Objective: Extract every line of the data below that contains the word "above". Treat uppercase and lowercase as different.

Material to process:

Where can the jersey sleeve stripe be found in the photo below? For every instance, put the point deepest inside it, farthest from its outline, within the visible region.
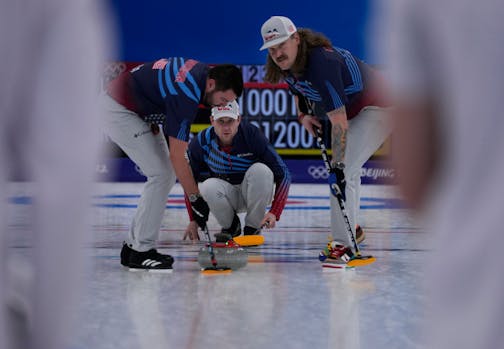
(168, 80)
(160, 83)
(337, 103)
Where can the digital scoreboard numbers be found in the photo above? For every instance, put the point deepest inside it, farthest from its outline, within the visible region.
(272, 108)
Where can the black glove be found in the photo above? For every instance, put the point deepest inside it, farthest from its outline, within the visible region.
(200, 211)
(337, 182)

* * *

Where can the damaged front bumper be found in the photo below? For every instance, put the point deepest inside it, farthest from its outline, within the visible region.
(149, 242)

Solved exercise:
Where can the digital scoreboard numbers be found in the photo above? For every instance, put the point deepest inside it, farthest from its outline, within the visible region.
Where can the black glove be found in the photo above? For every instance, put the point deepest inside it, farthest from its outline, within the visible region.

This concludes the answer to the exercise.